READING TEXT

Healthcare abuses that companies should watch out for
In 2017, a routine review of claims turned up two questionable claims from ‘Maia’*, a member of one of our group plans in Singapore.
Upon further investigation, we observed that procedures typically costing US$75 – US$150 came in at US$475 on her claims, and the invoices had inconsistent formatting, numbering, and tax amounts.
Our special investigations unit began reviewing all of Maia’s claims and found that most of the claims had been altered or fabricated based off a template invoice from 2011.
The total value of fraudulent claims was in the six-figure range, and Maia was required to pay it back as quickly as possible.
Fraud, waste, and abuse in healthcare
Fraudulent and unnecessary spending in healthcare directly affects both the financial performance of health insurers, as well as the premiums employers and individuals must pay.
It also means that money, care and resources that should be sustaining and improving healthcare is instead being rerouted towards ineffective and inefficient treatments; or worse – criminal activity.
In March, the Health Minister of Singapore called attention to the growing ‘buffet syndrome’, where full rider policies (with no co-payments) drove an over-consumption of healthcare services.
Examples of abuse included a policyholder with a rider who opted to undergo a S$70,000 procedure instead of an equally effective S$5,000 option, and another policyholder who went for 12 nasal scopes in a year – without a clear medical need.
“[It] is clear that full riders have a detrimental impact on overall healthcare costs in Singapore. This is a key reason why rider premiums have increased by up to 225 per cent over the past two years,” said Senior Minister of State for Health Chee Hong Tat.
While some of this over-consumption is a result of unethical medical practices, there’s also a need to recognise that people’s perception of how health services should be delivered also plays a big role in the dysfunction.
There’s a general belief in the fallacy that quantity and cost of treatment directly correlates to quality of treatment and outcomes, and that the professional judgments of health care providers cannot be challenged.
Shifting these perceptions will take time; and a concerted joint effort between individuals, employers, medical practitioners and insurers.
How can HR professionals help?
As a start, HR professionals should seek partnerships with health insurers with demonstrated processes and policies in place to reduce instances of fraud, waste and abuse.
Examples of this could include technology available to detect fraudulent activity, or intervention processes for potentially high cost claims – such as an integrated care management program that helps individuals to navigate the complex healthcare system and make wise decisions about their healthcare.
Their health insurer should also be able to provide advice on ways to adjust their health benefits plans to make their employees better consumers of healthcare – strategies such as introducing co-payments, or a preferred medical network.
Insurers can also help employers and their employees understand the impact of fraud, waste, and abuse.
Insurance fraud is sometimes incorrectly thought to be a “victimless crime”, so individuals must be educated that exploiting their benefits for short-term monetary gain increases the cost of providing the entire group with health insurance benefits, putting the company scheme at risk.
To combat fraud, individuals should stay vigilant in protecting their corporate health insurance policy information by taking precautions around their health insurance card as they would a credit card.
With adequate diligence, we can temper the impact of rising healthcare costs, making healthcare affordable to all levels of society.
* Names have been changed to protect the privacy of individuals.

TO DO
**1.** Rewrite the paragraph of the article on healthcare abuses that begins "Examples of abuse included" as a short list, keeping its main facts.
**2.** According to the article on healthcare abuses, why must individuals be taught about the effects of insurance fraud? Answer in one to three sentences.
**3.** Write out the passage of the article on healthcare abuses, starting with "With adequate diligence, we" and going on through "privacy of individuals.".
The material after this point is separate from the article on healthcare abuses.

[Localization data with one point per instance]
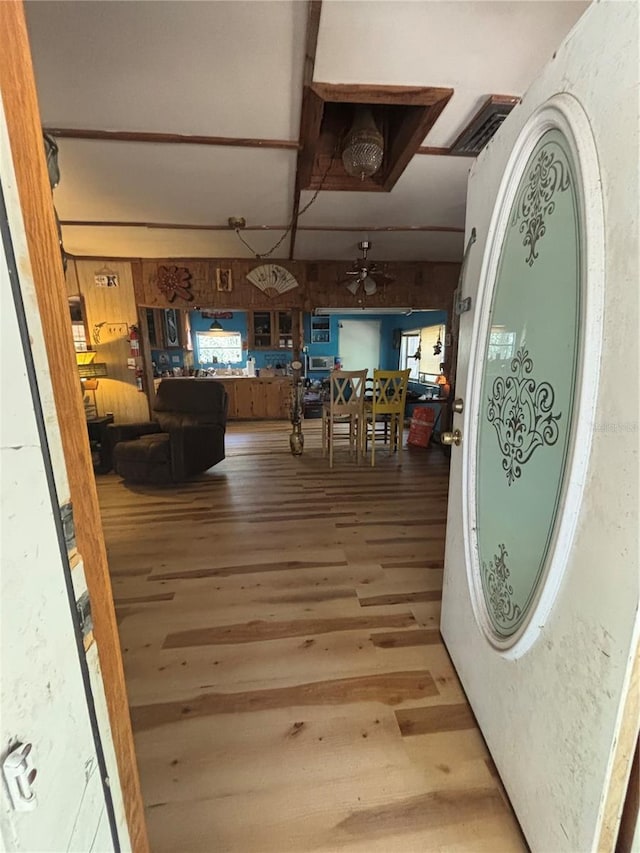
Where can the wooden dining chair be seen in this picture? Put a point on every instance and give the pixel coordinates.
(344, 407)
(385, 408)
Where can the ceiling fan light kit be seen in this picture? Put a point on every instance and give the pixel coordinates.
(364, 273)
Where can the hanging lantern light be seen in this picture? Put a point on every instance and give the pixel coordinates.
(364, 146)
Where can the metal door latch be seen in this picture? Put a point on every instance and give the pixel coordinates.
(19, 775)
(454, 437)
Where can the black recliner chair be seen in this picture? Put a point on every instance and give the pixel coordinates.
(185, 437)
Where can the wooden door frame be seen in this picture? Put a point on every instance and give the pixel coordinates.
(18, 89)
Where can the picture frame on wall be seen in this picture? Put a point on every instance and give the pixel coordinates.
(224, 280)
(171, 328)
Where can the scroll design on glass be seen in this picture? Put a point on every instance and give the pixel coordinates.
(521, 410)
(499, 591)
(548, 175)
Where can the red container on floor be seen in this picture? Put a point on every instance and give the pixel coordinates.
(421, 426)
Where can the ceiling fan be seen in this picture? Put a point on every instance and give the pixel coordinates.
(364, 273)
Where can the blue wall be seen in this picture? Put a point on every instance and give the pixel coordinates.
(389, 356)
(238, 323)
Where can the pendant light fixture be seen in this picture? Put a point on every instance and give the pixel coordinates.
(364, 146)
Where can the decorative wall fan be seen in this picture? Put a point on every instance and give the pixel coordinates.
(365, 274)
(272, 279)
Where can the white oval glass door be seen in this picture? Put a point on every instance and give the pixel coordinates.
(528, 387)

SOLVED PROBLEMS
**1.**
- One policyholder with a rider chose a S$70,000 procedure over an equally effective S$5,000 option.
- Another policyholder had 12 nasal scopes in a year without a clear medical need.

**2.** Insurance fraud is sometimes wrongly thought to be a "victimless crime." In fact, exploiting benefits for short-term monetary gain raises the cost of health insurance for the whole group and puts the company scheme at risk.

**3.**
With adequate diligence, we can temper the impact of rising healthcare costs, making healthcare affordable to all levels of society.
* Names have been changed to protect the privacy of individuals.